→ HOW TO COMPLETE THIS TASK:
Using the records below, copy every line that holds the string "beer".
++++ DATA TO PROCESS ++++
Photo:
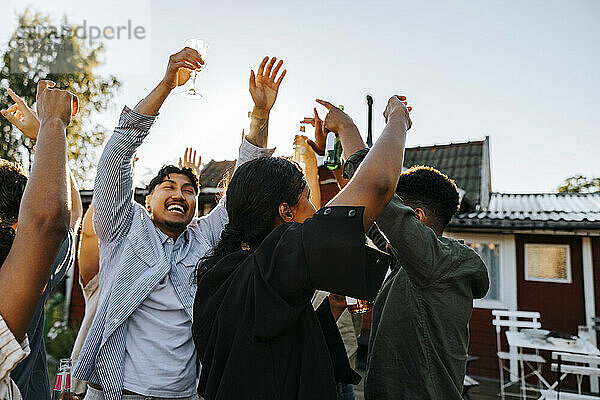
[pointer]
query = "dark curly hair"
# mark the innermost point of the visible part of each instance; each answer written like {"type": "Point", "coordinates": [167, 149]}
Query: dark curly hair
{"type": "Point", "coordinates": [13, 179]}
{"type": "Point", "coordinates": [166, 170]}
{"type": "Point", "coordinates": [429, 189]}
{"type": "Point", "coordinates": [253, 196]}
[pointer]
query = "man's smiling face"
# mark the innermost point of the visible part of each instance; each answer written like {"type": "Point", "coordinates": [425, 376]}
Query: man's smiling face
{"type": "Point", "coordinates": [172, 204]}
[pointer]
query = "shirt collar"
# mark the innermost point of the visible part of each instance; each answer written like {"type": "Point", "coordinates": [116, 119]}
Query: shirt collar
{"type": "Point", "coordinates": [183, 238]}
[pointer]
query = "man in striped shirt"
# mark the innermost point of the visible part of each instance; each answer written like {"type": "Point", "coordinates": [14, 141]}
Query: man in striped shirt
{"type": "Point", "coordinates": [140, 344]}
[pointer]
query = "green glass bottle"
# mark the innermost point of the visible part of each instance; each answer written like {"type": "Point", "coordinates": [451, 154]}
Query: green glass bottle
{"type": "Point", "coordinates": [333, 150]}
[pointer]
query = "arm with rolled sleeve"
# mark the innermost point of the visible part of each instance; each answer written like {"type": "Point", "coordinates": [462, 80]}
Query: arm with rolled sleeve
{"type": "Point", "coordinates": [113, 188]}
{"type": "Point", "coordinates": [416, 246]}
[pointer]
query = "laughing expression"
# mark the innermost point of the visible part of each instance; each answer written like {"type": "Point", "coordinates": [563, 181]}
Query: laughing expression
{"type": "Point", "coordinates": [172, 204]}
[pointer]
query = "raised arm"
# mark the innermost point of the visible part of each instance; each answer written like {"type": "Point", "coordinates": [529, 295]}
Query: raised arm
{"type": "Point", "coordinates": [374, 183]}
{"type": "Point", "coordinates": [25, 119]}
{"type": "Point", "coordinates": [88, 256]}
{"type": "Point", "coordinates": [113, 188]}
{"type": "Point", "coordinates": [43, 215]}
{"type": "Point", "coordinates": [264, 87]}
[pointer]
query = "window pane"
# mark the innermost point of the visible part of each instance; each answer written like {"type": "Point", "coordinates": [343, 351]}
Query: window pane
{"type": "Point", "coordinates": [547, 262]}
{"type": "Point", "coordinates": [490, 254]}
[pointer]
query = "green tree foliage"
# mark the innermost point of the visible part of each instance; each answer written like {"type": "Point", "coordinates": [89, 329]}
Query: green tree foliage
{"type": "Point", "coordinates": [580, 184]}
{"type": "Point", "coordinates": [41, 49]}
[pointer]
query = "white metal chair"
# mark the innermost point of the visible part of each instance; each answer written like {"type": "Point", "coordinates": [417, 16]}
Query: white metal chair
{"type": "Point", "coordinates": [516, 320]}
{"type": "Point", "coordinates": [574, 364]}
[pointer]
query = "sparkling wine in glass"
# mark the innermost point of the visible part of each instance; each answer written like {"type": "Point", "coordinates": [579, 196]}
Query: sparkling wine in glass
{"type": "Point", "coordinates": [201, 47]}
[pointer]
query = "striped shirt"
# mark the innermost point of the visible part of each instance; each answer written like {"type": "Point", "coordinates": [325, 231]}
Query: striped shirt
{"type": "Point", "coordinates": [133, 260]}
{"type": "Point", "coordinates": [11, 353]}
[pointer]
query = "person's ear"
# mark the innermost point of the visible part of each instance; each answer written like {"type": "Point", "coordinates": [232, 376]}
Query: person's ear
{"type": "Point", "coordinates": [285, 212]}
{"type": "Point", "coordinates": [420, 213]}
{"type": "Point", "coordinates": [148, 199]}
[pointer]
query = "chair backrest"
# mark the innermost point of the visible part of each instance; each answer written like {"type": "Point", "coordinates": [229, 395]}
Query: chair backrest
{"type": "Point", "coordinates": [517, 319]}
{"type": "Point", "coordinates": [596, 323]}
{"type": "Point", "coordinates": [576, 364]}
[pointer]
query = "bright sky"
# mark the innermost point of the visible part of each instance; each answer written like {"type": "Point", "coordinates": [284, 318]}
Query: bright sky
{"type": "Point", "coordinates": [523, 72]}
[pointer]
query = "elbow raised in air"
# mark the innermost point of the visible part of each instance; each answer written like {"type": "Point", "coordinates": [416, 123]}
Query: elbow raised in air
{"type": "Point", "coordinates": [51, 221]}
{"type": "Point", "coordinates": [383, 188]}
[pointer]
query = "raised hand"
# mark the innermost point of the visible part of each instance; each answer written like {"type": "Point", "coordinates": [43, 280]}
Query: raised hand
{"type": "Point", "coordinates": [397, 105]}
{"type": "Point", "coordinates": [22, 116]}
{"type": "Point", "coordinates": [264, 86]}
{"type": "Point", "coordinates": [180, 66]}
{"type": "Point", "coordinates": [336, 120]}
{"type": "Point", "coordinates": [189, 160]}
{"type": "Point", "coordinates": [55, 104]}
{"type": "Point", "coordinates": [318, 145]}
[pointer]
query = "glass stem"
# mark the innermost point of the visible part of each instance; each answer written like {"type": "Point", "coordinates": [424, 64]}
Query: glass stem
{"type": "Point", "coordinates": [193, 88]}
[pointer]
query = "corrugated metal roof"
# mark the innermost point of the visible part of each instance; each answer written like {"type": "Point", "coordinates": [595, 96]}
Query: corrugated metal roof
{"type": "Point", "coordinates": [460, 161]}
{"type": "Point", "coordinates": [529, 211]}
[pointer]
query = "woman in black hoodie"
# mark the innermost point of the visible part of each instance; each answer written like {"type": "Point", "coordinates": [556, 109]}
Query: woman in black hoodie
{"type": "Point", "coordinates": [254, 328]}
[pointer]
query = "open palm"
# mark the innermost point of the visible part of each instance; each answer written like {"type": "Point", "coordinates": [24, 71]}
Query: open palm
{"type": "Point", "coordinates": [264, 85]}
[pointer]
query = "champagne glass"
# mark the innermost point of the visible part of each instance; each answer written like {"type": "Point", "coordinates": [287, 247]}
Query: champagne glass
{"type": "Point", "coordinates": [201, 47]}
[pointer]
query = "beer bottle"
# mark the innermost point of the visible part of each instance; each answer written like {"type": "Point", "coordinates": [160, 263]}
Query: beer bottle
++++
++++ DATA TO PROCESS ++++
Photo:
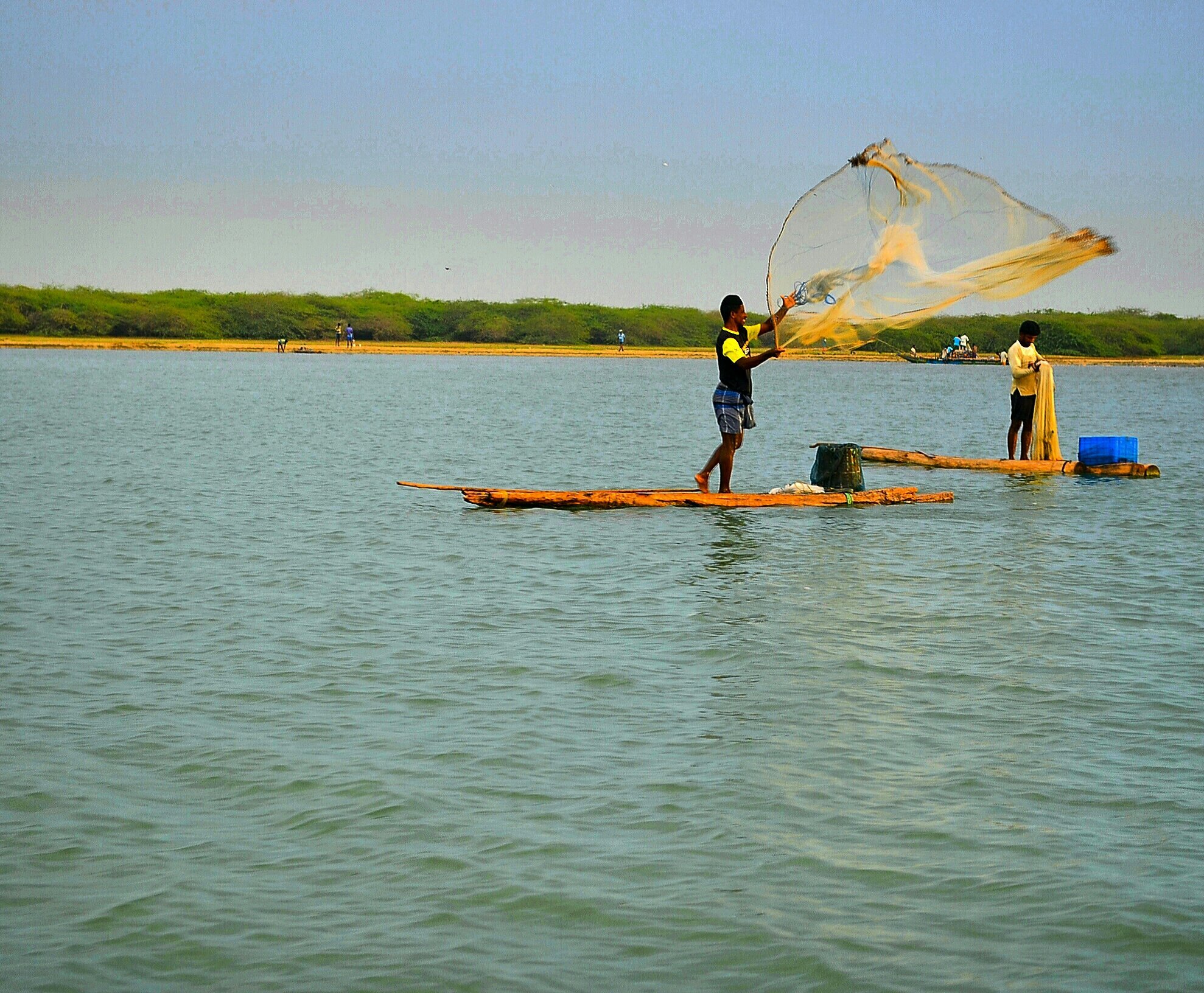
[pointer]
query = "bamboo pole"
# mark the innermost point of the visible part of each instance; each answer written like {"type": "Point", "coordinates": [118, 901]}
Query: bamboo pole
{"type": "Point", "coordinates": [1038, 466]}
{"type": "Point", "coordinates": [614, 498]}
++++
→ RESPONSE:
query = "beer bottle"
Query: beer bottle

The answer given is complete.